*** Excerpt to read

Installed electrical power equipment is often subjected to diagnostic tests, such as partial discharge tests, requiring high alternating voltage at power frequency. Regular power frequency voltage sources conventionally used in factories for high voltage tests typically include relatively heavy and bulky transformers that are not practical for use in the field where installed equipment needs to be tested. Fortunately, when the electrical equipment to be tested can be considered as an electrical capacitor, as is the case for an electrical power cable, it is possible to generate a desired test voltage using a resonant transformer (also referred to herein as “reactor”), which is often significantly smaller and lighter than a regular transformer of the same rating, and can be transportable to sites outside the factory. If L is the inductance of the resonant transformer, C is the capacitance of the cable to be tested, and f is the frequency of a voltage source input to the resonant transformer, resonance is said to be achieved when 2πfL=1/(2πfC). Under resonance conditions, the voltage across the test cable becomes a large multiple, Q, of that of the alternating voltage source, where Q is referred to as the quality of the circuit. Thus, starting with a modest voltage magnitude (e.g., ˜1 kV), it is possible to generate a high voltage (e.g., ˜25 kV to ˜75 kV).
The capacitance of a given type of cable to be tested varies proportionally with the length of the cable. That is, as the length of a given cable type increases, the capacitance of the cable increases proportionally. In order to achieve resonance for different length cables, either inductance L or frequency f or both have to be adjusted accordingly. In some conventional systems, the resonant transformer can be configured to generate a variable inductance L to achieve a desired inductance value for a given capacitance to be tested.

******
*** Data listing

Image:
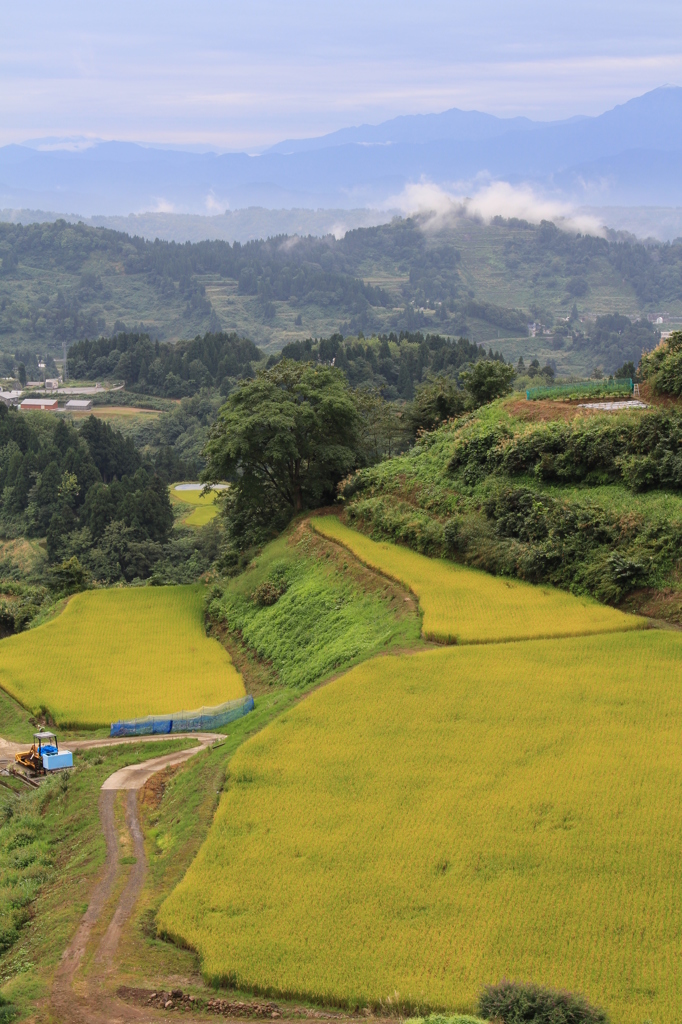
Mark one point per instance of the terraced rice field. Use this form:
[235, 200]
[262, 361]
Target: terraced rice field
[464, 605]
[120, 653]
[431, 822]
[204, 505]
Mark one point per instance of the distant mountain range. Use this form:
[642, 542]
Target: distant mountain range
[629, 156]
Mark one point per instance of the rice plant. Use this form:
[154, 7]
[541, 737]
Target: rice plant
[465, 605]
[120, 653]
[431, 823]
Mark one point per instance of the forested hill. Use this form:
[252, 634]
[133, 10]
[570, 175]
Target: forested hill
[64, 283]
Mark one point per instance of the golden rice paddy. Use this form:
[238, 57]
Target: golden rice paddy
[428, 823]
[120, 653]
[465, 605]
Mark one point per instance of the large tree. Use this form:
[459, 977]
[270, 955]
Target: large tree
[284, 439]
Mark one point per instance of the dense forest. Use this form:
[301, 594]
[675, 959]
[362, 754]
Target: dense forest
[393, 364]
[103, 509]
[67, 283]
[173, 371]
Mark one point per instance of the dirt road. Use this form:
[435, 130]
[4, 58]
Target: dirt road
[88, 1005]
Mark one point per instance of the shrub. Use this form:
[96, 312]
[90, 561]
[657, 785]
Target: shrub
[513, 1003]
[268, 593]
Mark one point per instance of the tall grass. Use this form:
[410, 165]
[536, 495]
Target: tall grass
[465, 605]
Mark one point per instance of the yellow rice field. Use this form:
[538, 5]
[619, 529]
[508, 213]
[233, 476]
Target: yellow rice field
[204, 510]
[464, 605]
[431, 822]
[120, 653]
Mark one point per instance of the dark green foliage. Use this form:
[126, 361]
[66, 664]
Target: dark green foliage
[173, 371]
[516, 1003]
[643, 453]
[487, 380]
[114, 455]
[436, 399]
[394, 364]
[663, 367]
[285, 439]
[614, 338]
[269, 592]
[69, 578]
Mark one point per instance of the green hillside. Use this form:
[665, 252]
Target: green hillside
[544, 493]
[461, 815]
[61, 283]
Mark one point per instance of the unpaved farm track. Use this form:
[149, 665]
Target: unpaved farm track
[77, 1000]
[91, 1006]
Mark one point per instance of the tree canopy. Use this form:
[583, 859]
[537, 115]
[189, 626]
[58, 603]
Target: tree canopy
[285, 439]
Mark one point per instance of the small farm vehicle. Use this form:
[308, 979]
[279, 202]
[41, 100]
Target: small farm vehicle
[44, 755]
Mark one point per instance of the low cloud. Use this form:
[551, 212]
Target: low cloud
[437, 206]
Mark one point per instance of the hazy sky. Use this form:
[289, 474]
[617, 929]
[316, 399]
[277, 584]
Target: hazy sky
[248, 74]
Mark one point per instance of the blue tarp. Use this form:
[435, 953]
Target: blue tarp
[184, 721]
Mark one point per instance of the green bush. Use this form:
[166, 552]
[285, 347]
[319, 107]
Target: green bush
[7, 1011]
[663, 367]
[516, 1003]
[642, 453]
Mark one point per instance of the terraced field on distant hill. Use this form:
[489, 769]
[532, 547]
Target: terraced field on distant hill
[120, 653]
[431, 822]
[465, 605]
[204, 508]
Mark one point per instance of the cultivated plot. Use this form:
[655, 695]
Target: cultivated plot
[120, 653]
[432, 822]
[204, 505]
[465, 605]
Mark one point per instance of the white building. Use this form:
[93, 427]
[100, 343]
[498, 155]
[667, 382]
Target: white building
[37, 404]
[10, 397]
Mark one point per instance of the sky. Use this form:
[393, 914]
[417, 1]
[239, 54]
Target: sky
[241, 76]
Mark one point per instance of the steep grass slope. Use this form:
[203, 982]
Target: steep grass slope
[327, 612]
[120, 653]
[431, 822]
[544, 493]
[464, 605]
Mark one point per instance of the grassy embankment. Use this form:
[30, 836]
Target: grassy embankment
[430, 791]
[177, 807]
[120, 653]
[331, 612]
[461, 815]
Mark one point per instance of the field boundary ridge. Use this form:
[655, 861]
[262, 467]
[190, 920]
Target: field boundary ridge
[184, 721]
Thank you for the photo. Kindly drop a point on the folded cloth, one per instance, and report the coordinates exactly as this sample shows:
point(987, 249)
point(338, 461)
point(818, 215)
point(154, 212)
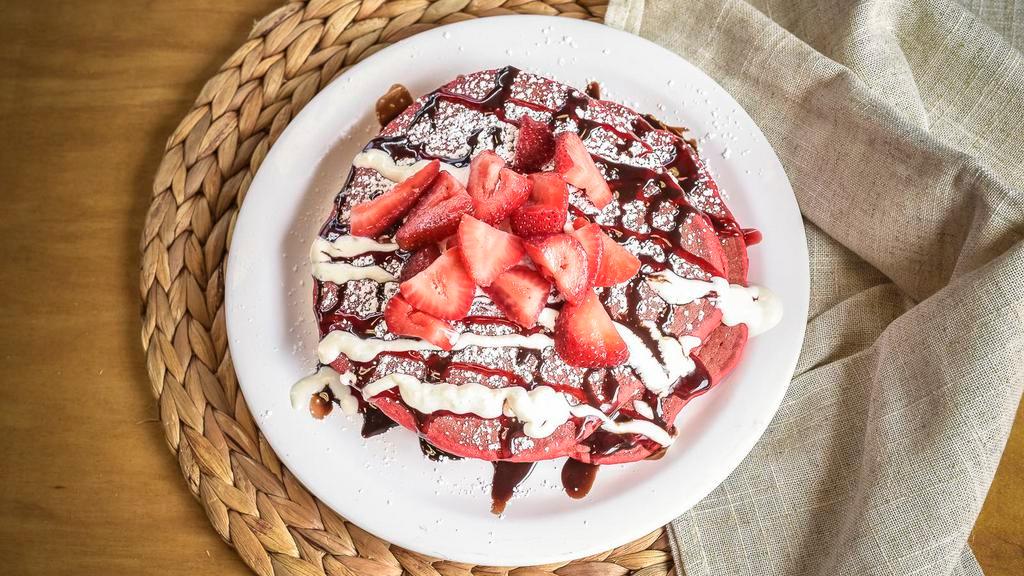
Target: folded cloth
point(901, 127)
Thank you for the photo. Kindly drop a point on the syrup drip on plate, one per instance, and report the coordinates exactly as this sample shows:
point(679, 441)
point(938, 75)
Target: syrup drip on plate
point(507, 477)
point(578, 478)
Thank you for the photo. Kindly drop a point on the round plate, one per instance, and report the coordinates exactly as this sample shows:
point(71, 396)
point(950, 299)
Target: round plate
point(384, 484)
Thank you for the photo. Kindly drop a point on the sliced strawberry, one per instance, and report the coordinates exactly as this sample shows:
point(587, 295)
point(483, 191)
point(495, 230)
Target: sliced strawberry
point(486, 251)
point(496, 190)
point(443, 289)
point(574, 162)
point(535, 146)
point(374, 216)
point(586, 336)
point(521, 293)
point(550, 190)
point(590, 237)
point(614, 263)
point(536, 219)
point(510, 192)
point(547, 209)
point(404, 320)
point(419, 261)
point(437, 215)
point(562, 258)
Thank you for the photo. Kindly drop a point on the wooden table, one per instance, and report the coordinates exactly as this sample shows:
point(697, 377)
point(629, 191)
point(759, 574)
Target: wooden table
point(89, 93)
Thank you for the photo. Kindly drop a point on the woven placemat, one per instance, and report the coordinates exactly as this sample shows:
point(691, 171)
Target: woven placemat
point(252, 501)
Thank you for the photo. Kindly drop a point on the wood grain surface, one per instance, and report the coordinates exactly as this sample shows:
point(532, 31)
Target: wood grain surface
point(88, 93)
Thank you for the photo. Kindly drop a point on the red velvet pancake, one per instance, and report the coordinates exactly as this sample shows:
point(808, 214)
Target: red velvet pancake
point(666, 209)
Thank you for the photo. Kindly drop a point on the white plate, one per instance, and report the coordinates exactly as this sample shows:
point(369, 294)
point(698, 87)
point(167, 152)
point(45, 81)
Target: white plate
point(384, 484)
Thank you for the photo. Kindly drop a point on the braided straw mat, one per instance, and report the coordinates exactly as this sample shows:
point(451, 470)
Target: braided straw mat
point(252, 501)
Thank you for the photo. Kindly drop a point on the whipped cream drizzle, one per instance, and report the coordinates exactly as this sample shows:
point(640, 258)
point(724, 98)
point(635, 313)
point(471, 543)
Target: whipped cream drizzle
point(340, 385)
point(756, 306)
point(386, 166)
point(542, 409)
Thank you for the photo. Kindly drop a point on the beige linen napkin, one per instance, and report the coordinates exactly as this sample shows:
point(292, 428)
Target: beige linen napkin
point(901, 127)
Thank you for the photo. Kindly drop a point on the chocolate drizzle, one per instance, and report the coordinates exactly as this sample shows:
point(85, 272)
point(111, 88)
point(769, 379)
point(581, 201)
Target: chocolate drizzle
point(507, 477)
point(682, 182)
point(578, 478)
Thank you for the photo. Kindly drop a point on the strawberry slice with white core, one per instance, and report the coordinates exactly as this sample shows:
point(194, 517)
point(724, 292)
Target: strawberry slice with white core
point(550, 190)
point(614, 264)
point(496, 191)
point(371, 218)
point(486, 251)
point(521, 294)
point(404, 320)
point(590, 237)
point(437, 215)
point(535, 146)
point(483, 173)
point(536, 219)
point(562, 258)
point(494, 204)
point(443, 289)
point(585, 335)
point(574, 163)
point(547, 209)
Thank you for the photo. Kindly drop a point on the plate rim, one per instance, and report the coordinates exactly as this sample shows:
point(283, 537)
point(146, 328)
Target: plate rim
point(658, 519)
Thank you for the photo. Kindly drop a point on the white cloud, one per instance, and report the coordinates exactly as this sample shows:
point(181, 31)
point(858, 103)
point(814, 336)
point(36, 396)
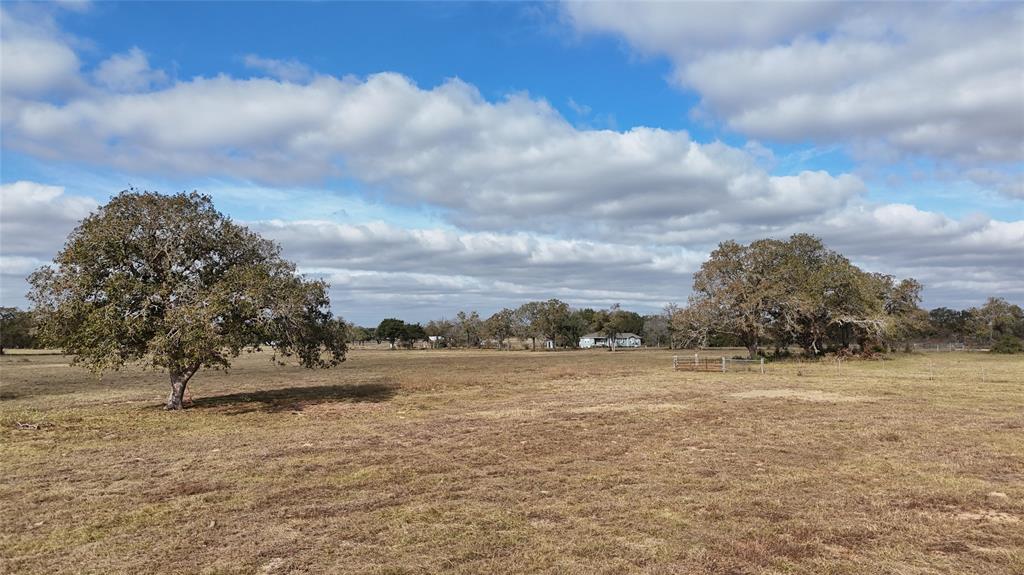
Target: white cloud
point(287, 70)
point(942, 80)
point(129, 72)
point(33, 60)
point(35, 218)
point(489, 164)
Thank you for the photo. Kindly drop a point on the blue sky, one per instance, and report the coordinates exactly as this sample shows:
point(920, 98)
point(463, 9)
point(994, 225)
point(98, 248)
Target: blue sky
point(427, 158)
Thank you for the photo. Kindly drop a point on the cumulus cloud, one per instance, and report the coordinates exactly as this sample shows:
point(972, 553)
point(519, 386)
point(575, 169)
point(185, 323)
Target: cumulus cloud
point(34, 60)
point(488, 164)
point(34, 221)
point(943, 80)
point(287, 70)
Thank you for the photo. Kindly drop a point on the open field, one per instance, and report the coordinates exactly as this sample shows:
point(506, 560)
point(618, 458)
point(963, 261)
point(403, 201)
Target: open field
point(427, 461)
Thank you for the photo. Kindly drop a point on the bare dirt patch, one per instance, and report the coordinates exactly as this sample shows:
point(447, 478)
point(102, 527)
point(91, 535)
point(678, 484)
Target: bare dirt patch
point(988, 516)
point(805, 395)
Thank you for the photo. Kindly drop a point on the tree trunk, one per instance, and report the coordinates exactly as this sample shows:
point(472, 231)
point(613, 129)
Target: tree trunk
point(179, 380)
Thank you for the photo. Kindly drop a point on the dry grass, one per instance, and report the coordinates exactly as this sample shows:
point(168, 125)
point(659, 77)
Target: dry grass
point(429, 461)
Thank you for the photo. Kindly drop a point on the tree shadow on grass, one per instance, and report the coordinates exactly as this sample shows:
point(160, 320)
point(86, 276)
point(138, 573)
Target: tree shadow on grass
point(295, 399)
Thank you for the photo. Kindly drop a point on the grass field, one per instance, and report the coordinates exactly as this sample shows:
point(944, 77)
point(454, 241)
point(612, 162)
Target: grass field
point(435, 461)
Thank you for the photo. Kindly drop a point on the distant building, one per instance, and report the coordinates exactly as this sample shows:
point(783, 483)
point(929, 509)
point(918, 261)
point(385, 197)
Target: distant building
point(596, 340)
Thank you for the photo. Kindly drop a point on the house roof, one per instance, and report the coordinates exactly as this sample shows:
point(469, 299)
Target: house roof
point(596, 335)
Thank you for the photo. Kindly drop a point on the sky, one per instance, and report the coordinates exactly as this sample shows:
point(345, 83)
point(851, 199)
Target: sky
point(429, 158)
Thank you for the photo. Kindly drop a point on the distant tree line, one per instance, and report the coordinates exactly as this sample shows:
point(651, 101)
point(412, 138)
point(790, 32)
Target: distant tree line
point(535, 322)
point(772, 294)
point(769, 297)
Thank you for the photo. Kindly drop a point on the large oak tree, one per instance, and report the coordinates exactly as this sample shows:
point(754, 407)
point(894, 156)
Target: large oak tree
point(170, 282)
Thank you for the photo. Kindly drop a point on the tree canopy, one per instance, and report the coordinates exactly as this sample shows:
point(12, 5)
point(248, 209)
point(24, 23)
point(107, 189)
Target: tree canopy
point(170, 282)
point(797, 292)
point(16, 328)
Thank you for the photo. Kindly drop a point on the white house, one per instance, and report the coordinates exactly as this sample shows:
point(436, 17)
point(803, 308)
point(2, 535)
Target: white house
point(596, 340)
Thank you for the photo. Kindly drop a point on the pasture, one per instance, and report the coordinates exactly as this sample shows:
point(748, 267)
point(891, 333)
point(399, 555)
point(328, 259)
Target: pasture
point(477, 461)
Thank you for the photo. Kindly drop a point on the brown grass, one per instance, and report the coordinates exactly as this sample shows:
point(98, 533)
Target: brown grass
point(431, 461)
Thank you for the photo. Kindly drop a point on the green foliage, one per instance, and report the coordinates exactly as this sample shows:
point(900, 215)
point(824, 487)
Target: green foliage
point(797, 292)
point(168, 281)
point(500, 326)
point(16, 328)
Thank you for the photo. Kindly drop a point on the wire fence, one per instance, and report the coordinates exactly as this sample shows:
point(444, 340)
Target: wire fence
point(723, 364)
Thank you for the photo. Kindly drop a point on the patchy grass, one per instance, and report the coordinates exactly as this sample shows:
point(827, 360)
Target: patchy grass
point(428, 461)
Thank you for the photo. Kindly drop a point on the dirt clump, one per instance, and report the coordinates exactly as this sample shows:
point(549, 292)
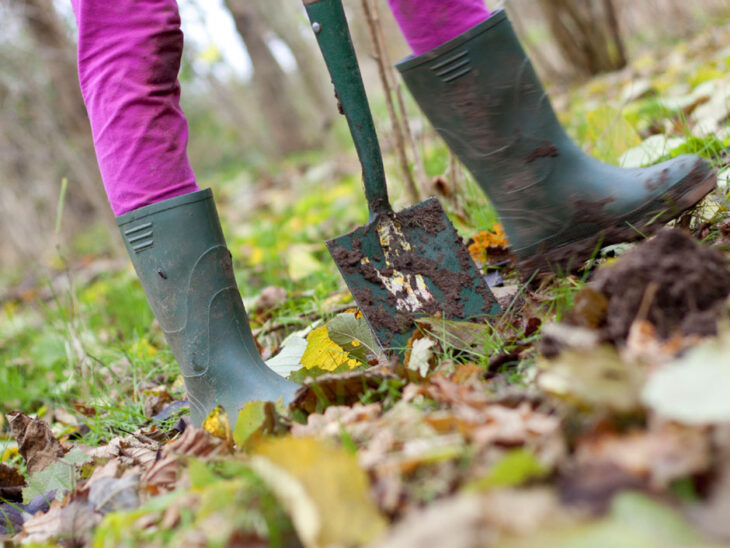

******

Description of the task - In the text on resonant test transformers, how does a cable's capacitance change as its length increases?

Exercise output - It increases proportionally with the length.